Given request = Copy the items below word for word, from the line that contains "Pick out the storm" through the end of the items, including both ends.

>> START Supplied material

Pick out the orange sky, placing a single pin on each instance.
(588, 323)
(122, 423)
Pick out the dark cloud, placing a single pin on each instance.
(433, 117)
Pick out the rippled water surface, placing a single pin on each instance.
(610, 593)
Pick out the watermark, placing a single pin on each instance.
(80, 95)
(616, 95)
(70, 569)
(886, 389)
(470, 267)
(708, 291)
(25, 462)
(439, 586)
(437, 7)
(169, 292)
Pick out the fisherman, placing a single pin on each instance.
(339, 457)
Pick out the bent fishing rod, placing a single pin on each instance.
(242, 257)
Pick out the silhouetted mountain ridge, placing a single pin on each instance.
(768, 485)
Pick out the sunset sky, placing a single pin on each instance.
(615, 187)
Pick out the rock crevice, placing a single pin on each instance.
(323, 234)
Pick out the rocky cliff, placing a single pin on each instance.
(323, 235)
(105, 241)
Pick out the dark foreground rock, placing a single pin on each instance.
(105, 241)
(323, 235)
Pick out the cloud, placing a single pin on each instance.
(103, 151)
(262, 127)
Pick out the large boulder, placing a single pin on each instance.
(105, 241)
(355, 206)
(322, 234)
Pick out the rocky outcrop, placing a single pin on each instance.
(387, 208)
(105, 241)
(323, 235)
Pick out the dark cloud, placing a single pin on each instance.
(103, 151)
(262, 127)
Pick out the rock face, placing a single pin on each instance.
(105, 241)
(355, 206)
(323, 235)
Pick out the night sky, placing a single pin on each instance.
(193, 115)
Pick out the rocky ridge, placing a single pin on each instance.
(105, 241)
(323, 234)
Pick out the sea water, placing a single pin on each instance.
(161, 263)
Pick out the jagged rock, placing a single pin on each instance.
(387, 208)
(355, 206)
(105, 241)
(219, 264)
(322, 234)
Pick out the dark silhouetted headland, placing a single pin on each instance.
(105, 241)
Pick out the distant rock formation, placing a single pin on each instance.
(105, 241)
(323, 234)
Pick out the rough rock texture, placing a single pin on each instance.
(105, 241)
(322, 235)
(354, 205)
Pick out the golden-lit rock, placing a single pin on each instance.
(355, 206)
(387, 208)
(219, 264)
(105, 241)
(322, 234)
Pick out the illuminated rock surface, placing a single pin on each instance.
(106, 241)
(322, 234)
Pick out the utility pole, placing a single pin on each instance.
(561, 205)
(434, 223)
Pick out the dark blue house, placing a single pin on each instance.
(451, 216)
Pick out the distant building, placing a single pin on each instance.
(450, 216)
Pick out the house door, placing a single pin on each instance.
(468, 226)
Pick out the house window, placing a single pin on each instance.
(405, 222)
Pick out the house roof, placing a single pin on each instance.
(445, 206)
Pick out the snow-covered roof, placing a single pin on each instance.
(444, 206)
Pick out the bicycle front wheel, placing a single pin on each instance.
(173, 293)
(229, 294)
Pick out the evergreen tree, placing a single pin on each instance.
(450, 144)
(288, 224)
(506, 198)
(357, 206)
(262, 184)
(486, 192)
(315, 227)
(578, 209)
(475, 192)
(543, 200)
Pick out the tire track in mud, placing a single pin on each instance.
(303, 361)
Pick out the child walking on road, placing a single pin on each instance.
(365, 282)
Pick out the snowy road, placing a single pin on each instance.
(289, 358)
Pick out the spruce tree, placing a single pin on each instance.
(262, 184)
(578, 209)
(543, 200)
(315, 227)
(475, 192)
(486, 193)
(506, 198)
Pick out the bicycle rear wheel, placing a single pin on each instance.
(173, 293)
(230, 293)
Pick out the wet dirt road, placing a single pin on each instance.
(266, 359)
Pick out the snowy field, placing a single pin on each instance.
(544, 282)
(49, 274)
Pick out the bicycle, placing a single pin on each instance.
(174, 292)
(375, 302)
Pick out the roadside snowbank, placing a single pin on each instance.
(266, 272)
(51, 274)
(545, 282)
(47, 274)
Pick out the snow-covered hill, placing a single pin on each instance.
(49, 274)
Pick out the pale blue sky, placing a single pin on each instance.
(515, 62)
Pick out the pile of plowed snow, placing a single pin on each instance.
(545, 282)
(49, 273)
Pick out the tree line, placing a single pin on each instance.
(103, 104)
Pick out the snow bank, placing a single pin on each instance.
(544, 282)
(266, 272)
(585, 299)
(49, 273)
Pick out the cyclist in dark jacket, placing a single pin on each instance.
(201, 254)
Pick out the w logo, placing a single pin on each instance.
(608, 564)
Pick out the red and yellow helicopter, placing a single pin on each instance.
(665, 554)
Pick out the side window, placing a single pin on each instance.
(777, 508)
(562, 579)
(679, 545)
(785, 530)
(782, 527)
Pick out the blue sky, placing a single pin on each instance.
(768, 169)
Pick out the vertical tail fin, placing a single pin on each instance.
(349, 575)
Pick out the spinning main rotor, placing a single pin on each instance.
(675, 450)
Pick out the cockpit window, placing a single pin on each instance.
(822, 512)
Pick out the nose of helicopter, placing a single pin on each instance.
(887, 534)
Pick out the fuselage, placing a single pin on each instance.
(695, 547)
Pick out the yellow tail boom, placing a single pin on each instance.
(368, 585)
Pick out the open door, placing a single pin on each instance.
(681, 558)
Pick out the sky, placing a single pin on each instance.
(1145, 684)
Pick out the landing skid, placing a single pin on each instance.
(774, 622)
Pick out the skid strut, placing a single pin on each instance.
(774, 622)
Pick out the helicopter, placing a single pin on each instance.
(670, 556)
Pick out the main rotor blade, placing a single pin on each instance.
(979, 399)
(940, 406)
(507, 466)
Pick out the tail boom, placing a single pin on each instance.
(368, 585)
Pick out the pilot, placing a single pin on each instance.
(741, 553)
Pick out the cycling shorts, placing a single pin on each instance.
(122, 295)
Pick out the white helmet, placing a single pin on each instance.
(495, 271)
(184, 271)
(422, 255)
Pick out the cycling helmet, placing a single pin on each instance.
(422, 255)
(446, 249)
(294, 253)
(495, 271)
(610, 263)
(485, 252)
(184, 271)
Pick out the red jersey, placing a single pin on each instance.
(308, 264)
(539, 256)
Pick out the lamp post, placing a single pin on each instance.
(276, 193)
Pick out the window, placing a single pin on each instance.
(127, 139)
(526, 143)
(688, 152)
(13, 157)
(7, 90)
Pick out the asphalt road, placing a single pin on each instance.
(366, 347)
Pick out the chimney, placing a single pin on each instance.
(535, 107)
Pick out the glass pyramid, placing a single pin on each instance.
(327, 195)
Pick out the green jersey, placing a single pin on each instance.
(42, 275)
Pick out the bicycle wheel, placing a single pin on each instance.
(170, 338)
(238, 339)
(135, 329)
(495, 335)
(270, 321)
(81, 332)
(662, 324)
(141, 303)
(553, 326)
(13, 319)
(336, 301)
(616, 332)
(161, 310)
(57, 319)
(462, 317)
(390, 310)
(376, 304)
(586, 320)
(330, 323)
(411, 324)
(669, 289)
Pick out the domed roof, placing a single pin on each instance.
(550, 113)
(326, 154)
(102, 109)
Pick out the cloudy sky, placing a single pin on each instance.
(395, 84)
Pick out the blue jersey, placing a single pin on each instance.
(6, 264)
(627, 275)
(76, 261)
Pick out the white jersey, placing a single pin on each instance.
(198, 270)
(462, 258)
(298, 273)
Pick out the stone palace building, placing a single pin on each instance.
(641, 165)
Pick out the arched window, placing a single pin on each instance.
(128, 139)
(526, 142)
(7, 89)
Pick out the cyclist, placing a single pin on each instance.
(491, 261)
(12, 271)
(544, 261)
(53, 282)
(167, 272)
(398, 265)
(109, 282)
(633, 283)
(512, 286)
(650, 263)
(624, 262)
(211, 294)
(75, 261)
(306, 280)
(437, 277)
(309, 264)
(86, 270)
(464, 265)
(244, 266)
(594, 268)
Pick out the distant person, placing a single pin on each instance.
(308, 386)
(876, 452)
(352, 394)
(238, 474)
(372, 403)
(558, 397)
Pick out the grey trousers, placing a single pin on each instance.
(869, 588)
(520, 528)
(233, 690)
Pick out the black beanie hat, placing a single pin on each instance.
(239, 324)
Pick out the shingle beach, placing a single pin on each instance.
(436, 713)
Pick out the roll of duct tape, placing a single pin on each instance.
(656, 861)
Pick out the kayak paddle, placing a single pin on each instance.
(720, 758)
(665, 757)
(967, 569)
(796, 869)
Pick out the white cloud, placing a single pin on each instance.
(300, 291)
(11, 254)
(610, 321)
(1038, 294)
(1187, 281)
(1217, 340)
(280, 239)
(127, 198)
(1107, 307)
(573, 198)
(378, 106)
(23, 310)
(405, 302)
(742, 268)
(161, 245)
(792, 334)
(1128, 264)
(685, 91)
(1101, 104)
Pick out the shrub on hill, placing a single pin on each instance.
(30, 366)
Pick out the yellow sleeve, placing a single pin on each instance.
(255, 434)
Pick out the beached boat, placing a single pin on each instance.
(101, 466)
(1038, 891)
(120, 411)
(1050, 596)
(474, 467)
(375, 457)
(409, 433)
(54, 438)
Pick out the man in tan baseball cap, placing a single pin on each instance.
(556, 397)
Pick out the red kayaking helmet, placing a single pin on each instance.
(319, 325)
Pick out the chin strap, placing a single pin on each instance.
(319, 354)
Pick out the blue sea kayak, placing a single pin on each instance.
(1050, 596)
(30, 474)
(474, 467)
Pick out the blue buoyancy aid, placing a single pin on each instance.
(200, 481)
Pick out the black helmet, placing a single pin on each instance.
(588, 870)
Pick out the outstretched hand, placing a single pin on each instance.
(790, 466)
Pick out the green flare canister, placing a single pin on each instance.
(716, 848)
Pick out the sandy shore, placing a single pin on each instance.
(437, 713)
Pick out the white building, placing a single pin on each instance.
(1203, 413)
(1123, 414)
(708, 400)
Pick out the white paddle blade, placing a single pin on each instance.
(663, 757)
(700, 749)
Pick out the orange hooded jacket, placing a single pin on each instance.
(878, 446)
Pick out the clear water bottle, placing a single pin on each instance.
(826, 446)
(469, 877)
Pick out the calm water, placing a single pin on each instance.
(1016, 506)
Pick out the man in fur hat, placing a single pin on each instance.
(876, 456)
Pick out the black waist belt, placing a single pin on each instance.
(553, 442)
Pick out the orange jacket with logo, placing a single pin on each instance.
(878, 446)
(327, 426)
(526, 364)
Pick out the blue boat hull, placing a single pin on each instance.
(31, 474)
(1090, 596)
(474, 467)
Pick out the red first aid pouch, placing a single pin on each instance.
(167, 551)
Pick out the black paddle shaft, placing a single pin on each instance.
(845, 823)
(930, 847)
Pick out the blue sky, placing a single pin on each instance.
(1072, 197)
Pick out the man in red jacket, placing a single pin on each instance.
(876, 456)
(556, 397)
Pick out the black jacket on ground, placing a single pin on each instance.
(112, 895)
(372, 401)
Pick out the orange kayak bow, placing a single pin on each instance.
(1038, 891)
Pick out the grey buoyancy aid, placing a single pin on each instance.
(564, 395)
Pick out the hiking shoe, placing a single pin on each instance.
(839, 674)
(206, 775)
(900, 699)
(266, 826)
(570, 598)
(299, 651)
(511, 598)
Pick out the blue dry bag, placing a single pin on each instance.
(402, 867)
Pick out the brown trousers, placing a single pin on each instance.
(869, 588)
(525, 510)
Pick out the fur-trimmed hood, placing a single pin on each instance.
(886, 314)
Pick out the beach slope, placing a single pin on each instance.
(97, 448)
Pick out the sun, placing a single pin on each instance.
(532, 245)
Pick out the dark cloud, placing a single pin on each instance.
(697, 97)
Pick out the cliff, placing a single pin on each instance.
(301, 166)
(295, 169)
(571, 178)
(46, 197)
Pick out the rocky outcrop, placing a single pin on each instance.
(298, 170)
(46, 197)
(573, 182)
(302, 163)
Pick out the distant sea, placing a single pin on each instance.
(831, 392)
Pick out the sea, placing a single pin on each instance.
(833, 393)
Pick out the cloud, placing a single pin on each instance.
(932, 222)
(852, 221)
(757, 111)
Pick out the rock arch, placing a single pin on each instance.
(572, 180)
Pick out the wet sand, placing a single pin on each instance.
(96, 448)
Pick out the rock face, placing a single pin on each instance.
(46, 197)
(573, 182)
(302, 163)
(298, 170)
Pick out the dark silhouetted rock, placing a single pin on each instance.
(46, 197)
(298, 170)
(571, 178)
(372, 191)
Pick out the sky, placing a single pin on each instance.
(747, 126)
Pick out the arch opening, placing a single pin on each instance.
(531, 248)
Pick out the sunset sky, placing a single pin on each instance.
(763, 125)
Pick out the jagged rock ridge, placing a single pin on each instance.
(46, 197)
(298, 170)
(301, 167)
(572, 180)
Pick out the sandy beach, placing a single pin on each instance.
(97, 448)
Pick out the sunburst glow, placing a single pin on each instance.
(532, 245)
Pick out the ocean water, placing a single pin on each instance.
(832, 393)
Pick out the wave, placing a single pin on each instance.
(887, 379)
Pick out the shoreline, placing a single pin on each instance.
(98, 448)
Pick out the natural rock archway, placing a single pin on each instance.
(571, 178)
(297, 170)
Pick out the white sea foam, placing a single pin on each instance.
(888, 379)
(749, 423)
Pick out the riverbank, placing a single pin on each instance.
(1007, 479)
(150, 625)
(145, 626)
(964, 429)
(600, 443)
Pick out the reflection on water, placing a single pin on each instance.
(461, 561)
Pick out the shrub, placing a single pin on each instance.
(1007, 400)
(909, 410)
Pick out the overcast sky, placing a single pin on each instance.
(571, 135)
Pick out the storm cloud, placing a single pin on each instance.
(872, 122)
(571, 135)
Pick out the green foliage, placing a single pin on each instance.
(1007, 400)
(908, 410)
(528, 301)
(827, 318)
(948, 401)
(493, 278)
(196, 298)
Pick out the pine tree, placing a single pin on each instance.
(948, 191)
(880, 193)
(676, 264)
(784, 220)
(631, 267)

>> END Supplied material

Correct output =
Pick out the storm cloud, placing a single pin on each instance.
(872, 122)
(571, 135)
Pick out the green foliage, placing a single pin on each instance.
(1007, 400)
(908, 410)
(528, 301)
(827, 318)
(948, 401)
(493, 278)
(196, 298)
Pick out the pine tree, placing a single pin on each instance.
(948, 191)
(880, 193)
(676, 264)
(784, 220)
(631, 267)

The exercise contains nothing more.